Format all of the items below as a numbered list, with blank lines left out. Leave the pictures out of your answer.

'''

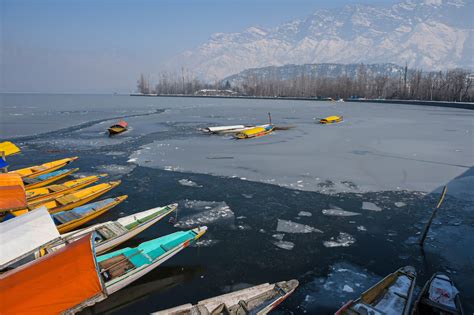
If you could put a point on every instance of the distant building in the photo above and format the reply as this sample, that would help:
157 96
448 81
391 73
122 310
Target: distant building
215 92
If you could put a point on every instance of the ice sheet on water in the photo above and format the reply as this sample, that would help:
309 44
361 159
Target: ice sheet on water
342 240
286 226
343 282
208 213
115 170
339 213
188 183
370 206
284 245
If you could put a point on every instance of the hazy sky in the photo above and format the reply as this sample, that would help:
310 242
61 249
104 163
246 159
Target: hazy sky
101 46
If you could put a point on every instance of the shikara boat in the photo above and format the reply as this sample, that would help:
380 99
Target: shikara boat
259 300
331 120
67 221
8 148
113 233
226 129
119 127
123 266
12 192
35 171
52 191
438 296
46 179
255 132
73 278
24 235
392 295
75 199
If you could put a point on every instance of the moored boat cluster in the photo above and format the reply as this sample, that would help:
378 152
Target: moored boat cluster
63 269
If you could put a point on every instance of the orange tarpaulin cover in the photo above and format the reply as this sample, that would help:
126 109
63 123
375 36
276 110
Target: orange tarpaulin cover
12 192
53 283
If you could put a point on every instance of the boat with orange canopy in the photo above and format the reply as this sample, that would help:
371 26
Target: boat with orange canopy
73 278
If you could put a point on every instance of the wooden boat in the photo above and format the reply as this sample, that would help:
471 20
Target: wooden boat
35 171
52 191
113 233
119 127
392 295
259 300
46 179
255 132
67 221
123 266
438 296
75 199
74 277
226 129
8 148
330 120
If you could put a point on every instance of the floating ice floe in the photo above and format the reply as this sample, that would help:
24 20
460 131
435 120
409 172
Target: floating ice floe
293 227
370 206
342 240
188 183
207 213
284 245
343 282
339 213
400 204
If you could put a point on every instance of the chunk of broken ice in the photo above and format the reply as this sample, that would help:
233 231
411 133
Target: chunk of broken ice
342 240
284 245
286 226
370 206
339 213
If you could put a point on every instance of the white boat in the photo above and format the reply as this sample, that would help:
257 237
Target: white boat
392 295
21 236
226 129
113 233
258 300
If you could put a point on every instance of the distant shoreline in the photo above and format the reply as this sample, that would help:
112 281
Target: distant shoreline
463 105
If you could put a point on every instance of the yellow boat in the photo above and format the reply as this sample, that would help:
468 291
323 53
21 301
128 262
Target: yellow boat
52 191
35 171
46 179
255 132
8 148
74 199
330 120
69 220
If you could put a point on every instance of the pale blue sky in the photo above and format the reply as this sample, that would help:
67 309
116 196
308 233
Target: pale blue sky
101 46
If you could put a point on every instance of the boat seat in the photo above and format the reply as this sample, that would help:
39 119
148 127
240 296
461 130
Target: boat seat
66 216
115 267
67 199
439 306
56 188
39 168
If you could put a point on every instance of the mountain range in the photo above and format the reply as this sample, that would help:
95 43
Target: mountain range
425 34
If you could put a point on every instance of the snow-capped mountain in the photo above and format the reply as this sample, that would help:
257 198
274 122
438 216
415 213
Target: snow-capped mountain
427 34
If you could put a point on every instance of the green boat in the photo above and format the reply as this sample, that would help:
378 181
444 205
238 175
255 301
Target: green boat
122 267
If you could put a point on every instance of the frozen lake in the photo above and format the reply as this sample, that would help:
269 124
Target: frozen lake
335 206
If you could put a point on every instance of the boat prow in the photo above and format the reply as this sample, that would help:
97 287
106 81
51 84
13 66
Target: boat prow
260 299
392 295
438 296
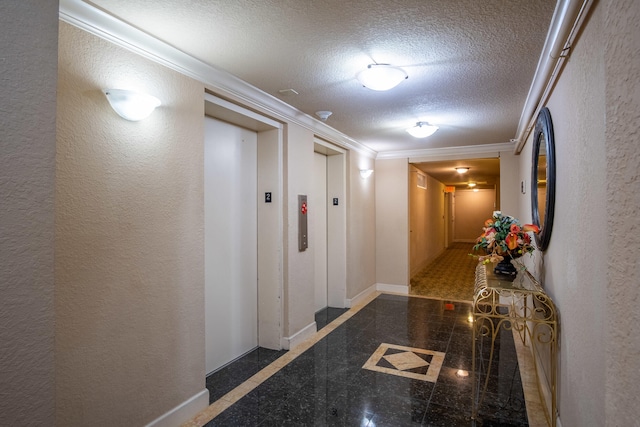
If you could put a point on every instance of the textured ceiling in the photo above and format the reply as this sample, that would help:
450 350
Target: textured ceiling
470 62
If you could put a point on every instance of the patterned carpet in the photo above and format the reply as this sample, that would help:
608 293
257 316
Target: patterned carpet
450 276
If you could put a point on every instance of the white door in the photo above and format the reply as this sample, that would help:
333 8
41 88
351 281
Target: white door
318 208
230 246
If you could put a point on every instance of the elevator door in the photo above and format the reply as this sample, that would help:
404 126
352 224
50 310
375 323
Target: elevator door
319 239
230 247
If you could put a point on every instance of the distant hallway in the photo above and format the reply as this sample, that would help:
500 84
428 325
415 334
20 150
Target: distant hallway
450 276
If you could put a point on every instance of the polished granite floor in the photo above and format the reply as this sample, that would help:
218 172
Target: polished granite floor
398 361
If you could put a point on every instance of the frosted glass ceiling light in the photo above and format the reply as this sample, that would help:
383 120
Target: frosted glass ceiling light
422 130
381 76
130 105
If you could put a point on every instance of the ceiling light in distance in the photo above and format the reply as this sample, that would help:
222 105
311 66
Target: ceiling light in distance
381 76
130 105
324 115
422 130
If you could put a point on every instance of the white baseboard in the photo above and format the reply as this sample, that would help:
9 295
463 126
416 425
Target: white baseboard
395 289
348 303
291 342
183 412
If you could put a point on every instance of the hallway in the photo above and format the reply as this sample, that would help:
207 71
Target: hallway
450 276
393 361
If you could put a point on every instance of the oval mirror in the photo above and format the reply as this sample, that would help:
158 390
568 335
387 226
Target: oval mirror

'''

Full answer:
1. If you could put a point on every instance of the distant building in the photo above and format the reply as this sample, that would help:
2. 157 96
3. 448 81
4. 391 73
5. 122 310
6. Target: distant building
7. 215 92
8. If you could put a point on every instance of the ice sheet on water in the photo above and format the reply as this sample, that would help:
9. 309 44
10. 361 159
11. Target: ice sheet on water
12. 342 240
13. 286 226
14. 343 282
15. 208 213
16. 115 170
17. 339 213
18. 188 183
19. 370 206
20. 284 245
21. If you could put a point on every instance of the hazy sky in the photo above and format the reply as this sample, that would help:
22. 310 242
23. 61 249
24. 104 163
25. 246 159
26. Target: hazy sky
27. 101 46
28. If you could put a point on every instance of the shikara boat in the photo above and format the reply as this sample, that would help:
29. 380 99
30. Target: shikara boat
31. 259 300
32. 331 120
33. 67 221
34. 8 148
35. 113 233
36. 226 129
37. 119 127
38. 123 266
39. 12 192
40. 35 171
41. 52 191
42. 438 296
43. 46 179
44. 255 132
45. 73 278
46. 24 235
47. 392 295
48. 75 199
49. If you could put a point on every instance of the moored boat cluster in the photo above and format the reply as this sample, that would help:
50. 378 152
51. Target: moored boat cluster
52. 63 269
53. If you could put a point on every instance of the orange tarpaulin cover in the photo above and format the reply as this sample, that would help:
54. 126 109
55. 63 123
56. 375 36
57. 276 110
58. Target: orange tarpaulin cover
59. 12 192
60. 53 283
61. If you could put a point on every instance of the boat with orange canopy in the photo above and format the reply as this sample, that would help:
62. 371 26
63. Target: boat with orange canopy
64. 73 278
65. If you could put a point on every instance of the wooden boat in the photo above and format the reply as this sample, that would help:
66. 471 20
67. Target: wooden boat
68. 35 171
69. 52 191
70. 113 233
71. 119 127
72. 392 295
73. 259 300
74. 46 179
75. 255 132
76. 67 221
77. 123 266
78. 438 296
79. 75 199
80. 74 277
81. 226 129
82. 8 148
83. 330 120
84. If you could put a point on every instance of the floating ice floe in the photo above and format the reply as this sample, that would help:
85. 24 20
86. 460 131
87. 435 120
88. 409 172
89. Target: floating ice floe
90. 293 227
91. 370 206
92. 342 240
93. 188 183
94. 207 213
95. 284 245
96. 343 282
97. 339 213
98. 400 204
99. If you could put a point on every instance of the chunk of broken ice in the photo above and format the reply as this sample, that would help:
100. 233 231
101. 411 133
102. Target: chunk of broken ice
103. 342 240
104. 284 245
105. 286 226
106. 370 206
107. 339 213
108. If you could put a point on every instance of the white boat in the photo above and format the reply as this sample, that would help:
109. 257 237
110. Target: white boat
111. 392 295
112. 21 236
113. 226 129
114. 113 233
115. 258 300
116. If you could put a point on every instance of the distant shoreline in the photo above and format the reply as this sample, that would help:
117. 112 281
118. Target: distant shoreline
119. 463 105
120. If you could put a point on every instance of the yellow boat in the photo above and format the reply as this sample, that would help:
121. 468 291
122. 323 53
123. 21 301
124. 128 262
125. Target: yellow boat
126. 52 191
127. 35 171
128. 46 179
129. 255 132
130. 8 148
131. 74 199
132. 330 120
133. 69 220
134. If you could put a point on every instance of the pale blue sky in the photo above and format the reply as this sample, that would help:
135. 67 309
136. 116 196
137. 308 233
138. Target: pale blue sky
139. 101 46
140. If you could put a point on every instance of the boat seat in the photo above and format the reply as this sample, that would help:
141. 39 119
142. 148 127
143. 240 296
144. 461 130
145. Target: boat seat
146. 66 216
147. 115 267
148. 67 199
149. 439 306
150. 56 188
151. 39 168
152. If you could put a point on every instance of the mountain range in the photo above and format the reply as this sample, that would help:
153. 95 43
154. Target: mountain range
155. 425 34
156. If you could put a point on every instance of the snow-capped mountain in the photo above and format the reply as this sample, that would help:
157. 257 198
158. 274 122
159. 438 216
160. 415 213
161. Target: snow-capped mountain
162. 427 34
163. If you could put a point on every instance of the green boat in the photo above and format the reply as this sample, that would help:
164. 378 181
165. 444 205
166. 238 175
167. 255 301
168. Target: green boat
169. 122 267
170. If you could put a point on every instance of the frozen lake in the photo above and format the reply as this sample, that would help:
171. 269 124
172. Target: frozen lake
173. 335 206
174. If you could put a point on every instance of the boat prow in the photo above and format the reply as this sample, that would help:
175. 97 287
176. 106 81
177. 51 84
178. 13 66
179. Target: boat prow
180. 260 299
181. 392 295
182. 438 296
183. If you could put a point on every instance of the textured ceiling in the photo above and format the reply as this sample, that would help:
184. 450 350
185. Target: textured ceiling
186. 470 62
187. If you could put a point on every instance of the patterned carpet in the photo above and format the reply as this sample, that would help:
188. 608 293
189. 257 316
190. Target: patterned carpet
191. 450 276
192. If you could put a point on every instance of the white door in the photo above and format the reply as this sample, that would help:
193. 333 8
194. 41 88
195. 351 281
196. Target: white door
197. 318 208
198. 230 246
199. If you could put a point on every instance of the elevator door in the photo above and format the reply as this sample, that would help:
200. 404 126
201. 352 224
202. 50 310
203. 375 323
204. Target: elevator door
205. 319 239
206. 230 247
207. If you could put a point on every instance of the distant hallway in the photo above and format the reply as this sample, that would help:
208. 500 84
209. 428 325
210. 415 334
211. 20 150
212. Target: distant hallway
213. 450 276
214. If you could put a point on every instance of the polished granite floor in the photo above and format the reply as this sample, that would help:
215. 218 172
216. Target: polished granite floor
217. 398 361
218. If you could put a point on every instance of the frosted glass ceiling light in the photo above and format the reply as this sample, that would help:
219. 383 120
220. Target: frosted glass ceiling light
221. 422 130
222. 381 76
223. 130 105
224. If you could put a point on every instance of the ceiling light in distance in the photo above and format the reply as this sample, that would help:
225. 222 105
226. 311 66
227. Target: ceiling light in distance
228. 381 76
229. 130 105
230. 324 115
231. 422 130
232. If you could put a point on every instance of the white baseboard in the photo above and format the reply as this sample, that would help:
233. 9 295
234. 463 126
235. 416 425
236. Target: white baseboard
237. 395 289
238. 348 303
239. 291 342
240. 183 412
241. If you could put a point on every instance of the hallway in the photo above and format the reply as this sample, that would help:
242. 207 71
243. Target: hallway
244. 450 276
245. 393 361
246. If you could put a point on every instance of the oval mirror in the photo above and format the reply as this sample, that would help:
247. 158 390
248. 568 335
249. 387 226
250. Target: oval mirror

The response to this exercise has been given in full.